● Objetivo 1: Identifica en las entradas cada línea que contenga la palabra "island" y cópiala.

● Fuente:

--------------------------------

LAS VEGAS -- Cuando Sergio Martínez cayó en el último asalto, el techo del Thomas & Mack Center pareció venirse abajo. Fue como una explosión. El público mexicano, que estalló cuando subió su boxeador al ring y que solamente tuvo pocos picos como para festejar, comenzó a delirar. No era para menos. Hasta ese momento, el argentino -que ahora suma 50 victorias y 2 derrotas con 28 KO- había ganado todos los asaltos. Chávez (quien ahora debe contar su primera derrota en 48 peleas, con 46 victorias, 1 empate y 32 KO), poco había podido hacer hasta el momento, ante la velocidad de disparos y el estilo indescifrable de su adversario.

Tras la subida de los boxeadores, precedida por luces, videos, y estremecedores efectos de sonido, el estadio alentó a Chávez, opacando el sonoro gritar de los argentinos (se calcula que no menos de cinco mil asistieron al combate, contando entre otros con estrellas de la televisión argentina como Susana Giménez o Guillermo Francella, contando a Yesica Sirio y Matías Alé), empezó la pelea como nadie podría haber esperado.
Es que se contaba con que Chávez Junior asumiría directamente el ataque, poniéndole presión al trabajo del argentino. O en cambio -y esto era lo menos probable- que le cediera el centro del ring a Martínez para esperar su desgaste. Ni lo uno ni lo otro. El que asumió el centro del ring, con la guardia baja y lanzando su derecha en punta, fue Martinez. A su vez, Chávez, con la guardia bien cerrada, asumió una actitud pasiva. El argentino, amagando permanentemente, comenzó a establecer el control de los tiempos y las distancias. Todo parecía demasiado fácil para él. ¿Qué iba a ocurrir cuando el mexicano lanzara toda su artillería?

Algo falló en Chávez. O, mejor dicho, algo se potenció en el trabajo de Martínez, porque luego de un asalto inicial, en donde a pesar de la paridad en lanzamientos de golpes predominó el trabajo de Martínez dominando tiempos y distancias (los tres jueces, a pesar de los pocos golpes lo vieron ganador), el segundo no deparó mayores cambios. Eso sí, Martínez comenzó a trabajar más seguro, bajando los brazos según su costumbre, moviéndose casi con tranquilidad a los costados y haciendo pasar de largo los golpes a veces ampulosos de su rival.

--------------------------------

● Objetivo 2: Según el texto sobre la pelea, ¿cuántos argentinos se calcula que asistieron al combate?

Entradas de etiquetado de posición de objetos:

--------------------------------

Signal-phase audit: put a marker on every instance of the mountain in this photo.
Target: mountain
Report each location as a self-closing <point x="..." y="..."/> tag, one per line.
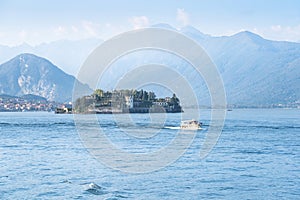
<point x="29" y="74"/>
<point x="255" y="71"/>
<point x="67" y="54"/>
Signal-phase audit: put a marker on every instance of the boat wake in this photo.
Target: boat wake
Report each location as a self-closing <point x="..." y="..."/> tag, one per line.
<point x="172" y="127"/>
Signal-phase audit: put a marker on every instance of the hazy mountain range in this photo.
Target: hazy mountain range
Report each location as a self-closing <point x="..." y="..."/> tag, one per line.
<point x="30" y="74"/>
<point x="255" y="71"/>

--------------------------------

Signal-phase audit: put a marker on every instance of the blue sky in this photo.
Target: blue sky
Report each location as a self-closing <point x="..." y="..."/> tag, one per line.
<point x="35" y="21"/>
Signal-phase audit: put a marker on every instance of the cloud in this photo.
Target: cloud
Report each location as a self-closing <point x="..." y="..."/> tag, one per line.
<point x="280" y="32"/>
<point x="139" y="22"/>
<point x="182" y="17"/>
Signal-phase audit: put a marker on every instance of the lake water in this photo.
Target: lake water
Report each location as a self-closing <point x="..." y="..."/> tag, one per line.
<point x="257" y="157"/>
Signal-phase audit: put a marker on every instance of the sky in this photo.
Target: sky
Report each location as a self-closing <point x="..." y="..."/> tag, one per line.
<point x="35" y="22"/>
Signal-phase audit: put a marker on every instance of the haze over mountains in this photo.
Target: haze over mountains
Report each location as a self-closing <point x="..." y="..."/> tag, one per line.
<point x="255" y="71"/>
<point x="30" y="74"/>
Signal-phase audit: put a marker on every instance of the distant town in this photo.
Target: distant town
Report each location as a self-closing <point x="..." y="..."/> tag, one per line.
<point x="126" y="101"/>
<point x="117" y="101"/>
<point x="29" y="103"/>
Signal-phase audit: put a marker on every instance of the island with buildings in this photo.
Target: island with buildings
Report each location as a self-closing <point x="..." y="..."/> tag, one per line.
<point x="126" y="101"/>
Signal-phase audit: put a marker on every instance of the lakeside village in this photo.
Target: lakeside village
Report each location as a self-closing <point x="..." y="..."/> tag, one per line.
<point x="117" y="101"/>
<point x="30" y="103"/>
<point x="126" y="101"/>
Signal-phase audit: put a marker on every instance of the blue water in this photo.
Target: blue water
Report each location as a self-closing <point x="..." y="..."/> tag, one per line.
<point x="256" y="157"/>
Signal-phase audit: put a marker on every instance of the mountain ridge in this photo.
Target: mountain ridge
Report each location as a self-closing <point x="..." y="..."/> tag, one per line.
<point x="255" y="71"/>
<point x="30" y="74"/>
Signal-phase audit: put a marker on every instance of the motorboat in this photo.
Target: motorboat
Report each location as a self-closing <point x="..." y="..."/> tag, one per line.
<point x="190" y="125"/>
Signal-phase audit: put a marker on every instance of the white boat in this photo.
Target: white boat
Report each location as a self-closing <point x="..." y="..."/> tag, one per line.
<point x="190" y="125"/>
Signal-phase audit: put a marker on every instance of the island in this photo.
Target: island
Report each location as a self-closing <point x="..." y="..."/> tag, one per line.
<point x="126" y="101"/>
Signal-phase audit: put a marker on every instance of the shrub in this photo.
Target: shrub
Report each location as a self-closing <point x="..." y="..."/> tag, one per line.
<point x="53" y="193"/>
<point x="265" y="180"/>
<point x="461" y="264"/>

--------------------------------

● Solución 1:
Signal-phase audit: put a marker on every instance of the island with buildings in this photo.
Target: island with buildings
Signal-phase audit: put a marker on every instance of the island in this photo.
Target: island

● Solución 2: No menos de cinco mil.